> Supplied text:
╔══
2020
Pimm Buddhari
Sara Remi Fields
David Kurushima
Rie Oshiro
Sam Reichman
Jeeyoung Song
research, strategy, video production
In the midst of the sweeping disruption of the pandemic of 2020, my thesis team took on the challenge of re-imagining the possibilities of our collective notion of the workplace. We were specifically tasked to examine the immediate and future challenges of the contemporary workplace through a broad and conceptual lens of ‘nearness’.
As with many societal institutions, the COVID-19 pandemic rapidly transformed our places of work, and forced both workers and employers to reassess the benefits, risks and even their basic conceptions of ‘nearness’.
Through extensive research on current and historical trends, a general survey of working professionals, and a series of interviews with experts across a broad field of disciplines, we recognized that not only was the traditional workplace unlikely to return intact, but that there also existed a desire and openness among workers for change.
Aside from the obvious challenges that both employees and employers faced, the Pandemic also exacerbated preexisting negative trends in the modern workplace.
Though an extraordinary number of knowledge workers were able to work remotely, the realities of 2020 only made long standing issues of inequality, isolation, exclusion, and a general sense of alienation more apparent in our places of work—be it at home or elsewhere.
Inorder to solve for the future and move beyond the stop-gaps and mitigating measures of today, we looked to the past and developed a conceptual framework around an easily overlooked component of our workplace infrastructure, public libraries.
╚══
> Given entries:
╔══
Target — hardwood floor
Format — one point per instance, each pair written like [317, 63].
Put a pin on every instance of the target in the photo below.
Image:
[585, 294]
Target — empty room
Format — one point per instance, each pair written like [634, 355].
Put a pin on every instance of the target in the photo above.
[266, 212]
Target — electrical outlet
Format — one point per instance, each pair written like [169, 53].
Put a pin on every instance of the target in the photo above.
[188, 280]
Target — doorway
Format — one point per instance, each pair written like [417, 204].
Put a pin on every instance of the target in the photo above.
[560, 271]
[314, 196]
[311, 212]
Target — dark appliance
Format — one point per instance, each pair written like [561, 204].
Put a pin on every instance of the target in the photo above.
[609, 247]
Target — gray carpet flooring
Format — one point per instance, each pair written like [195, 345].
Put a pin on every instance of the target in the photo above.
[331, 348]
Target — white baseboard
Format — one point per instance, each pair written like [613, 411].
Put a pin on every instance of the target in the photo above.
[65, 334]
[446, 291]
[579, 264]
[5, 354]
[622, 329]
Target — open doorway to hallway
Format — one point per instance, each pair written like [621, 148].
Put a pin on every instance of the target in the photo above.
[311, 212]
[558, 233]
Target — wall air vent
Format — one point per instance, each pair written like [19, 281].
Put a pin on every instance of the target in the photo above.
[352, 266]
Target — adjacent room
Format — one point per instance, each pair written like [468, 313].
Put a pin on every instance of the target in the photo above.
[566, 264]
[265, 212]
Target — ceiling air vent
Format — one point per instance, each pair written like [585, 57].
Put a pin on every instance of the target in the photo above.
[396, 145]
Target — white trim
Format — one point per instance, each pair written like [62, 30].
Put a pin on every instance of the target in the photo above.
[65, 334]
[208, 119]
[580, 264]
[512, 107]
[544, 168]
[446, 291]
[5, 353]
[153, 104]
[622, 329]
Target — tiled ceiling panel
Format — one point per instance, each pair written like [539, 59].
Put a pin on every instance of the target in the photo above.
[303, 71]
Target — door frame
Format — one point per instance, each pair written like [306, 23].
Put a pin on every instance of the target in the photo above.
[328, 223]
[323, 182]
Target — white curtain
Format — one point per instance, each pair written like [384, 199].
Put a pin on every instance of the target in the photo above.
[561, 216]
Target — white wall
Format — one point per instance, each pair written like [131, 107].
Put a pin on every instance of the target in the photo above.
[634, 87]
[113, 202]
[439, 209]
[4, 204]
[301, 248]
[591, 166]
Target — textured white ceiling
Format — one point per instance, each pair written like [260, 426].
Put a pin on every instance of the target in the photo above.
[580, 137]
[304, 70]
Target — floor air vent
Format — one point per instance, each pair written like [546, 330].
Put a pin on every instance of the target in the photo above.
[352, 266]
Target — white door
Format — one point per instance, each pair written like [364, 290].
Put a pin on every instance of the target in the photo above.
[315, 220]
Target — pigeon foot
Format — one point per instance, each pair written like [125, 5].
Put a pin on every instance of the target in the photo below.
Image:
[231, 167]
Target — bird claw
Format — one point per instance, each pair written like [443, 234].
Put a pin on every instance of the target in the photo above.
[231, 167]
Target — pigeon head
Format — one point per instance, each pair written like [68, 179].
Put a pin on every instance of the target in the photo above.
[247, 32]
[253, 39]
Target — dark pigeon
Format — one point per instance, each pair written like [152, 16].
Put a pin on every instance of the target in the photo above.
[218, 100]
╚══
Swap "public libraries" for "community centers" in the thesis project text, and give it again starting with "Aside from the" and going on through "infrastructure, public libraries.".

> Output of the exercise:
Aside from the obvious challenges that both employees and employers faced, the Pandemic also exacerbated preexisting negative trends in the modern workplace.
Though an extraordinary number of knowledge workers were able to work remotely, the realities of 2020 only made long standing issues of inequality, isolation, exclusion, and a general sense of alienation more apparent in our places of work—be it at home or elsewhere.
Inorder to solve for the future and move beyond the stop-gaps and mitigating measures of today, we looked to the past and developed a conceptual framework around an easily overlooked component of our workplace infrastructure, community centers.